WRITTEN PROBLEM. Copy out every line of the rows below word for word, omitting the pictures.

SUPPLIED MATERIAL.
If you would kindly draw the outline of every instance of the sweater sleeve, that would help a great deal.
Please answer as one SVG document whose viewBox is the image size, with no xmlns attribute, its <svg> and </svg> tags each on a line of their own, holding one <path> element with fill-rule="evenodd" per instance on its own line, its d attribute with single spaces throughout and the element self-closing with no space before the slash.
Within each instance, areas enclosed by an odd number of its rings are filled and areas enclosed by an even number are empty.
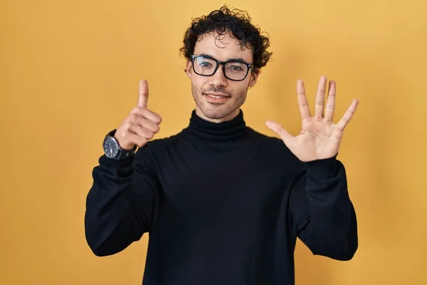
<svg viewBox="0 0 427 285">
<path fill-rule="evenodd" d="M 85 231 L 95 255 L 121 252 L 149 231 L 158 185 L 150 162 L 149 150 L 142 147 L 124 160 L 104 155 L 93 168 Z"/>
<path fill-rule="evenodd" d="M 336 156 L 305 162 L 290 196 L 295 235 L 313 254 L 349 260 L 358 247 L 356 212 Z"/>
</svg>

TASK OUTPUT.
If you would kindly draw the outline of every instance of the sweater sleeve, that would help a great deal.
Please answer as one SVG document whose viewBox is the image size, with no xmlns attribute, its <svg> and </svg> tags each on a line of their own, holding one <path> element with fill-rule="evenodd" per instance on its own line, its d attribute with single spaces throughout and the element self-closing with no space before the slash.
Within each instance, areas enclosed by an odd number of its rings are filled and areas enclosed by an even number are empty.
<svg viewBox="0 0 427 285">
<path fill-rule="evenodd" d="M 85 231 L 95 255 L 121 252 L 149 231 L 158 185 L 150 162 L 149 150 L 142 147 L 124 160 L 104 155 L 93 168 Z"/>
<path fill-rule="evenodd" d="M 336 156 L 305 162 L 290 196 L 295 235 L 313 254 L 349 260 L 358 247 L 356 212 Z"/>
</svg>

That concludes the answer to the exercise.